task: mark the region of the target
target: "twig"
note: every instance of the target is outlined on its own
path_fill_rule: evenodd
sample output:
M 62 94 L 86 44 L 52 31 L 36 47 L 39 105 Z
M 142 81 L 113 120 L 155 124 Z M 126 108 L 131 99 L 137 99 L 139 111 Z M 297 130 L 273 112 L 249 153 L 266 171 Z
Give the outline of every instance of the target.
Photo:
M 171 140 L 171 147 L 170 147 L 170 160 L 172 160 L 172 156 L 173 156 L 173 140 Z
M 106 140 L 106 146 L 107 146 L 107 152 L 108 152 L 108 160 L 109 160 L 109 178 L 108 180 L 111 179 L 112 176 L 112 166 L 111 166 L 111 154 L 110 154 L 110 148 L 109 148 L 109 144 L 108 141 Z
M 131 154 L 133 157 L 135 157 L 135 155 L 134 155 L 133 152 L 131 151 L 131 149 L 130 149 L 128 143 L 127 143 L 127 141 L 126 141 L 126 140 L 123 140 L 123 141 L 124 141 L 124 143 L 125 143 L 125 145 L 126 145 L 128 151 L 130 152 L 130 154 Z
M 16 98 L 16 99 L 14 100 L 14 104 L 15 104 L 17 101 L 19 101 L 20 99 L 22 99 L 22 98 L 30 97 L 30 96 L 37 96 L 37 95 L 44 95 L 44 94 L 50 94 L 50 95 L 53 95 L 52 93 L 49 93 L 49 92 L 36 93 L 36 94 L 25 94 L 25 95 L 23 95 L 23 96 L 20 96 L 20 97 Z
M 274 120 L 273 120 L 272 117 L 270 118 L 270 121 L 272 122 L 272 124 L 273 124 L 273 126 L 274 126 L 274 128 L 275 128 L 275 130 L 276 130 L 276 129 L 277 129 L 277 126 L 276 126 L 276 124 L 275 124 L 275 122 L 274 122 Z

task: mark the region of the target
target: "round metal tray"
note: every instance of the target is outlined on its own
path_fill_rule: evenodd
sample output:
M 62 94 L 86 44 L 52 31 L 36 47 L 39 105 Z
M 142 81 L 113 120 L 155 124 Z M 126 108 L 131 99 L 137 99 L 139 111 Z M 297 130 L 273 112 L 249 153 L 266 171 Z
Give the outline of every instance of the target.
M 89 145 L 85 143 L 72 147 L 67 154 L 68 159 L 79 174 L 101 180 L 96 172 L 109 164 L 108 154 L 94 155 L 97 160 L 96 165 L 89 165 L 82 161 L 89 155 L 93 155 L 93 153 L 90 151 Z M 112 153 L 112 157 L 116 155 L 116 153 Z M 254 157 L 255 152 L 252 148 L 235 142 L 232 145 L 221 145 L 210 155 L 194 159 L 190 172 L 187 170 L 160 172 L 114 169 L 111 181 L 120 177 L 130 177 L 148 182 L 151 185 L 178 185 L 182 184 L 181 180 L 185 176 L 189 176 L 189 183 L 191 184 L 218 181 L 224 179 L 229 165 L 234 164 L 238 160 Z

---------------

▸ **Your objective**: Word for word, write out each of the records shown above.

▸ **Answer space**:
task: mark the region of the target
target: "twig"
note: every instance of the target is outlined on its own
path_fill_rule: evenodd
sample output:
M 62 94 L 86 44 L 52 31 L 36 47 L 39 105 Z
M 142 81 L 113 120 L 155 124 Z M 126 108 L 131 99 L 137 99 L 139 111 Z M 297 130 L 273 112 L 249 153 L 266 171 Z
Give the outline of every instance of the target.
Photo:
M 171 140 L 171 147 L 170 147 L 170 160 L 172 160 L 172 156 L 173 156 L 173 140 Z
M 106 140 L 106 146 L 107 146 L 107 152 L 108 152 L 108 160 L 109 160 L 109 178 L 108 180 L 111 179 L 112 176 L 112 166 L 111 166 L 111 154 L 110 154 L 110 148 L 109 148 L 109 144 L 108 141 Z
M 131 154 L 133 157 L 135 157 L 135 155 L 134 155 L 133 152 L 131 151 L 131 149 L 130 149 L 128 143 L 127 143 L 127 141 L 126 141 L 126 140 L 123 140 L 123 141 L 124 141 L 124 143 L 125 143 L 125 145 L 126 145 L 128 151 L 130 152 L 130 154 Z
M 16 98 L 16 99 L 14 100 L 14 104 L 15 104 L 17 101 L 19 101 L 20 99 L 22 99 L 22 98 L 30 97 L 30 96 L 37 96 L 37 95 L 44 95 L 44 94 L 50 94 L 50 95 L 53 95 L 52 93 L 49 93 L 49 92 L 36 93 L 36 94 L 25 94 L 25 95 L 23 95 L 23 96 L 20 96 L 20 97 Z
M 274 120 L 273 120 L 272 117 L 270 118 L 270 121 L 272 122 L 272 124 L 273 124 L 273 126 L 274 126 L 274 128 L 275 128 L 275 130 L 276 130 L 276 129 L 277 129 L 277 126 L 276 126 L 276 124 L 275 124 L 275 122 L 274 122 Z

task: mark the region of the target
target: "round metal tray"
note: every instance of the target is outlined on its own
path_fill_rule: evenodd
sample output:
M 62 94 L 86 44 L 52 31 L 36 47 L 39 105 Z
M 142 81 L 113 120 L 155 124 Z M 126 108 L 131 99 L 137 99 L 139 111 Z M 297 130 L 273 112 L 249 153 L 266 171 Z
Give the outline of every instance of the target.
M 89 145 L 85 143 L 72 147 L 67 154 L 68 159 L 79 174 L 101 180 L 96 172 L 109 164 L 108 154 L 94 155 L 97 160 L 96 165 L 89 165 L 82 161 L 89 155 L 93 155 L 93 153 L 90 151 Z M 112 153 L 112 157 L 116 155 L 116 153 Z M 254 157 L 255 152 L 252 148 L 235 142 L 232 145 L 221 145 L 210 155 L 194 159 L 190 172 L 187 170 L 160 172 L 114 169 L 111 181 L 120 177 L 130 177 L 148 182 L 151 185 L 178 185 L 182 184 L 181 180 L 185 176 L 189 176 L 189 183 L 191 184 L 218 181 L 224 179 L 229 165 L 234 164 L 238 160 Z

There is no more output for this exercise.